Given text:

Workers aren’t the only ones who benefit from OSHA training. There are several advantages for Ohio employers, including:

  • OSHA training ensures employees get the same information on safety best practices
  • Site-specific training prepares employees to safely do their everyday jobs
  • You can avoid or reduce penalties and fines from an OSHA inspection
  • You can reduce the number of accidents, which can lower your workers’ compensation claims

Additionally, when employees know how to avoid safety hazards, they can spend more time proactively doing their jobs the right way and less time reacting to potential safety issues.

And when you look at statistics and information about on-the-job fatalities, it becomes even more apparent how important OSHA training is for workers and employers in Ohio—especially for those in the construction industry.

Fatal Occupational Injuries in Ohio

According to data from the Bureau of Labor Statistics, there were a total of 174 fatal occupational injuries in Ohio in 2017, while nationally there were 5,147 fatal occupational injuries.

Of the 174 fatalities:

  • 52 were the result of transportation incidents
  • 31 were the result of falls, slips, and trips
  • 24 were the result of contact with objects and equipment
  • 32 were the result of violence and other injuries by persons or animals
  • 28 were the result of exposure to harmful substances or environments
  • 4 were the result of fires and explosions

The industry with the highest number of fatal work injuries was trade, transportation, and utilities while the industry with the second highest number of fatal work injuries was construction.

Prompt 1: According to the OSHA training text, which industry had the second highest number of fatal work injuries?
Prompt 2: Reproduce the OSHA training text word for word from "And when you" up to and including "the construction industry.".
Prompt 3: Carry on writing the OSHA training text from its final sentence onward.
The data after this point comes from an unrelated source.

Stored data:
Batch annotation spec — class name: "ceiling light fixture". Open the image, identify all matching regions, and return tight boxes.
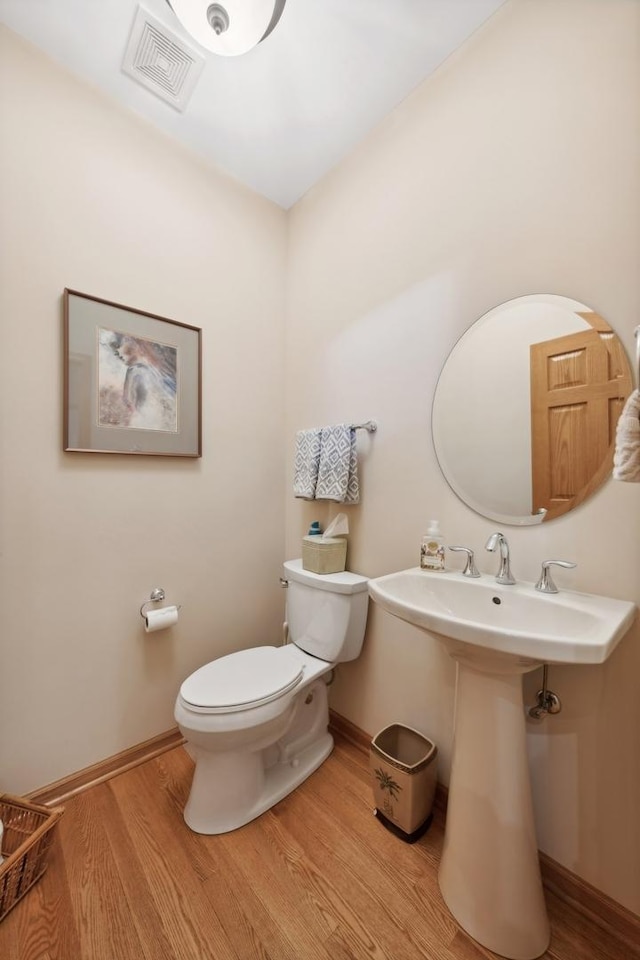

Response 1: Construction

Response 2:
And when you look at statistics and information about on-the-job fatalities, it becomes even more apparent how important OSHA training is for workers and employers in Ohio—especially for those in the construction industry.

Response 3:
Construction-Related Fatal Occupational Injuries

In 2017, there were 32 fatal occupational injuries within the private construction industry. Specifically, they occurred in the following sectors:

  • 5 in construction of buildings (including 3 in residential buildings)
  • 5 in heavy and civil engineering construction (including 3 in utility system construction)
  • 20 specialty trade contractors, including
    • 8 roofing contractors
    • 2 framing contractors

Of the 29 fatalities in construction and extraction occupations:

  • 3 first-line supervisors of construction and extraction workers
  • 25 construction trades workers, including
    • 7 roofers
    • 7 carpenters
    • 4 construction laborers
    • 3 plumbers, pipefitters, and steamfitters

2019 Top OSHA Enforcement Cases in Ohio

As you can see, workers in Ohio are at risk for injury and accidents. But they are not alone. Ohio businesses can also use OSHA training to help reduce their risk of enforcement penalties from an OSHA inspection.

Currently, OSHA lists the top enforcement cases by state on its website, but here are the top cases for 2019.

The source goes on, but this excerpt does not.